=== Extracted text ===
◇ ◇ ◇ ◇ ◇

Prune out fire blight in the winter

Winter is the perfect time to remove fire blight cankers and reduce the disease in the spring.

I often wonder where fire blight comes from in the spring. Often, fire blight strikes are localized in several areas in an orchard. If I get to the orchard early enough when the symptoms are just starting, I usually find shoot blight symptoms on a limb that has an old canker from last year. The old canker was the source of the infection. Fire blight bacteria do not survive well outside the tree and do not overwinter outside of a host. That means the fireblight must come from trees that are already infected. Next year’s fire blight will come from trees that had active infections last year. Bacterial ooze from overwintering cankers is the cause of infections during bloom.

Fireblight canker
A fire blight canker is visible at the base of these shoots. Fire blight
ran down the branch at the lower right and into the base of these
shoots. The edges of the canker are easy to see. All the infected
tissue should be removed.

There are antibiotics that most growers use during bloom to reduce the spread of this disease, but relying on antibiotic sprays at bloom and ignoring other culture practices to reduce the disease only sets you up for an unpleasant surprise if the antibiotic sprays fail due to timing, conditions or resistance. Michigan State University Extension teaches that one of the keys to fire blight control is sanitation. I believe that growers need to reduce fire blight when they can.

◇ ◇ ◇ ◇ ◇

=== Problem A ===
Summarize the fire blight pruning text in two sentences.
=== Problem B ===
List every factor the fire blight pruning text names that can cause antibiotic sprays to fail.

◇ ◇ ◇ ◇ ◇

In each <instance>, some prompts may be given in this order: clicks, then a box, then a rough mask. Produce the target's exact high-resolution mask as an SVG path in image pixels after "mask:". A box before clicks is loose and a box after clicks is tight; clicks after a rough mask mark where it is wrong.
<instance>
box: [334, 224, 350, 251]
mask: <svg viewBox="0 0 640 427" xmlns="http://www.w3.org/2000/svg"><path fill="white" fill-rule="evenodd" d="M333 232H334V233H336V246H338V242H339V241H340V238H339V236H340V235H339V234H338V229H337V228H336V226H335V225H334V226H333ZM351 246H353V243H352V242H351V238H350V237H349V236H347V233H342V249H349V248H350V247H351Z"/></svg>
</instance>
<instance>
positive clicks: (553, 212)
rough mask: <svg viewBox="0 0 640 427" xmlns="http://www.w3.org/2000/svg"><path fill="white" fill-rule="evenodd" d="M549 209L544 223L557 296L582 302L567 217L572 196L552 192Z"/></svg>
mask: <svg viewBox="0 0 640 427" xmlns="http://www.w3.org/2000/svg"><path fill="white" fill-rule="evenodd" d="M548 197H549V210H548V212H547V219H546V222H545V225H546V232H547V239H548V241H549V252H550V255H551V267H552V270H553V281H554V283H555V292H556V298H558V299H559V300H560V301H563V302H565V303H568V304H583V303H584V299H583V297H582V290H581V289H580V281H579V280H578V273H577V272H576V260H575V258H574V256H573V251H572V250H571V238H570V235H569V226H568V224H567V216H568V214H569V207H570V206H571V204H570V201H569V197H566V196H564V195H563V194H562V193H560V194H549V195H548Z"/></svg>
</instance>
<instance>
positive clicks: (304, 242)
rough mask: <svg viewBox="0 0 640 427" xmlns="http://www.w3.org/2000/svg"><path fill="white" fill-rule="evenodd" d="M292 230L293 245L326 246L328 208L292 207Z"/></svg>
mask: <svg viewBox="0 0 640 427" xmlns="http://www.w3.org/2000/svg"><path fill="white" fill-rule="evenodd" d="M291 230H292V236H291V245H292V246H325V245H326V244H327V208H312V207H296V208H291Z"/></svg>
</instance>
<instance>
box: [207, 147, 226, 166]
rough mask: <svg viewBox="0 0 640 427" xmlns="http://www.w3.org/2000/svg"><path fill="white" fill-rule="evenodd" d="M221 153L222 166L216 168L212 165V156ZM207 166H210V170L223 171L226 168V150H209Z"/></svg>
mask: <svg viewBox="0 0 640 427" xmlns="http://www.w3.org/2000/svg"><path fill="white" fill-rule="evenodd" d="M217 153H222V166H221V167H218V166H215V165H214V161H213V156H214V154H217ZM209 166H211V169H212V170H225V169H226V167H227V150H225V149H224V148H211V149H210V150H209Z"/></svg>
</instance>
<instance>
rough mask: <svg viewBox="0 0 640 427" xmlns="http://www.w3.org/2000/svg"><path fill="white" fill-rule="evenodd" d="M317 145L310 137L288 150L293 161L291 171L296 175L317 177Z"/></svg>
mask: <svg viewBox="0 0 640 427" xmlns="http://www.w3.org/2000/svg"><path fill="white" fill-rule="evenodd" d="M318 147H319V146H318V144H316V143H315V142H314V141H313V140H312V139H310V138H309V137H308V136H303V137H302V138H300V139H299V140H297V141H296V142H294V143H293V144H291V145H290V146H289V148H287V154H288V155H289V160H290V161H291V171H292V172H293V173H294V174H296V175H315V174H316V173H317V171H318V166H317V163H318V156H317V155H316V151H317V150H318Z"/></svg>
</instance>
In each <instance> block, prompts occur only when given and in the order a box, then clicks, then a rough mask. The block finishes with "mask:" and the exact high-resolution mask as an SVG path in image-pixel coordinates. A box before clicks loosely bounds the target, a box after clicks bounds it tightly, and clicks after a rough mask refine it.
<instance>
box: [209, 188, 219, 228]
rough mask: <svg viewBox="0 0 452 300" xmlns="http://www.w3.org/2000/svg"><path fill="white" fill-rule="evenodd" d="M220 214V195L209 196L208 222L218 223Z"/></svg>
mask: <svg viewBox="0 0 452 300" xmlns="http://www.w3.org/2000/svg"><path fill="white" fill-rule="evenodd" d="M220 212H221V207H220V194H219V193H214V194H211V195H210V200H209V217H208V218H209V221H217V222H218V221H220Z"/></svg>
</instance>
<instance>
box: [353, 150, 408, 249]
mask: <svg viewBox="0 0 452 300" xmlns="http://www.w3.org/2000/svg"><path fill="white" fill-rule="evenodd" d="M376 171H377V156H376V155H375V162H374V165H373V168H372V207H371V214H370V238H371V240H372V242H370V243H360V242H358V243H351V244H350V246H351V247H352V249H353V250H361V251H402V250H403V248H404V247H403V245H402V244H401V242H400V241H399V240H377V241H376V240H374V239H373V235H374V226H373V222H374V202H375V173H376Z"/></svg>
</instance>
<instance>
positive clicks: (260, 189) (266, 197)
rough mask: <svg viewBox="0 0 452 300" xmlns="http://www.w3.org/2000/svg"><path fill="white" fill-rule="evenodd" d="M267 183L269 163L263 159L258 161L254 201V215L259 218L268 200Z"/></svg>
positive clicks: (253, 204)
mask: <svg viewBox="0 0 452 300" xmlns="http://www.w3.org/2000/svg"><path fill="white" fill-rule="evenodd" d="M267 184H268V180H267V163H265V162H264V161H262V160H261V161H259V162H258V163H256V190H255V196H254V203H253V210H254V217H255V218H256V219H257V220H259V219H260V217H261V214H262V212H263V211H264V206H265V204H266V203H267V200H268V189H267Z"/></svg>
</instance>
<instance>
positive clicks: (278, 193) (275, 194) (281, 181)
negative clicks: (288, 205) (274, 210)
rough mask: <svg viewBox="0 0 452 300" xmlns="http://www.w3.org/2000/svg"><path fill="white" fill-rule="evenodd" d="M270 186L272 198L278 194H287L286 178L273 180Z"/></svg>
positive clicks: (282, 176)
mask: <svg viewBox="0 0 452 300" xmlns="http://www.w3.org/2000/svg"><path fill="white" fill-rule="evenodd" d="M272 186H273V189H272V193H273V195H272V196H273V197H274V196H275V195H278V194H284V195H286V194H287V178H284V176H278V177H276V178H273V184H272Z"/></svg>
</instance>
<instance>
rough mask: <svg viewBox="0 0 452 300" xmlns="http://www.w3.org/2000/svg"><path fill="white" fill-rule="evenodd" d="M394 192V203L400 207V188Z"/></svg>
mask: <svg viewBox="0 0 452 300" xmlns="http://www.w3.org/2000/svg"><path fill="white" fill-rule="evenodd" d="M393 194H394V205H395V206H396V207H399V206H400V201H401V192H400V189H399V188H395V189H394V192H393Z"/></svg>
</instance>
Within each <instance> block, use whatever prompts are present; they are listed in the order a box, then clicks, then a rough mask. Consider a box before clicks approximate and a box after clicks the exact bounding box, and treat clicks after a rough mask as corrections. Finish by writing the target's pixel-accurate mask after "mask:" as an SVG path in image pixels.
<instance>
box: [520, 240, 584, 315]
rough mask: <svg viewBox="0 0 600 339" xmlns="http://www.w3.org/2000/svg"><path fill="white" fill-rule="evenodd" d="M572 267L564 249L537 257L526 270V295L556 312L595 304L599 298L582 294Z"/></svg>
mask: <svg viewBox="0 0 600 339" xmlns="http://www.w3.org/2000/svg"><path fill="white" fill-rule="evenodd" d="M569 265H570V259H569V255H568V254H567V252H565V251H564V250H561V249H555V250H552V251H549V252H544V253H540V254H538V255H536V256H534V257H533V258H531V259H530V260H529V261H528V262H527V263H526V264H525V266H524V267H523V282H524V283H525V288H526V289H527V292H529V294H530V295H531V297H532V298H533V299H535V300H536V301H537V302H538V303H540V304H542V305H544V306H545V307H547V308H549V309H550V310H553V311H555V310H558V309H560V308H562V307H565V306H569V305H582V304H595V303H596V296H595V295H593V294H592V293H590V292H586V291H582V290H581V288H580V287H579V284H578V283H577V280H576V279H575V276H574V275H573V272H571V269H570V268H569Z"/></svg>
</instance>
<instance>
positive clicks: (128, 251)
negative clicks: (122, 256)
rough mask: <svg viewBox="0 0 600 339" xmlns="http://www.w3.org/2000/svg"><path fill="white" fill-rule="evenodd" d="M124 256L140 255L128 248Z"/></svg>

◇ ◇ ◇ ◇ ◇

=== Exercise result A ===
Fire blight bacteria do not overwinter outside a host, so spring infections come from cankers on trees that were infected the previous year, and winter is the perfect time to remove those cankers. Relying only on antibiotic sprays at bloom is risky because the sprays can fail, and Michigan State University Extension teaches that sanitation is one of the keys to fire blight control.

=== Exercise result B ===
- Timing
- Conditions
- Resistance